**DATA EXTRACT**
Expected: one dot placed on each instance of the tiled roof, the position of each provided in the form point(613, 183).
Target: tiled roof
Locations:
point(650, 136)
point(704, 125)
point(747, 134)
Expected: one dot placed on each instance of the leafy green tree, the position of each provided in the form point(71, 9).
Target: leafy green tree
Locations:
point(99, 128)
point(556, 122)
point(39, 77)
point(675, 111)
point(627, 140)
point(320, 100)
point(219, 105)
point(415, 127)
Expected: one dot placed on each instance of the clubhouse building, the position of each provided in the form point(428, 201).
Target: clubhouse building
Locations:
---
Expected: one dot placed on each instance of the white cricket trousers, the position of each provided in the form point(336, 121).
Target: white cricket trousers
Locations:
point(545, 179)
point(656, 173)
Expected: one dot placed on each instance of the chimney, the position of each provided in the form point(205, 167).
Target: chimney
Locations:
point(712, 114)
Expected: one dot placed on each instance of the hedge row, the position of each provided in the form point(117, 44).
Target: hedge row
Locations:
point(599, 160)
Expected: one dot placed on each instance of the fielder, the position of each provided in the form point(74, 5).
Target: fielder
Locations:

**DESCRIPTION OF THE TASK**
Please count the lines in the records that contain "tiled" and reply with the count alone.

**ANSWER FOR THE TASK**
2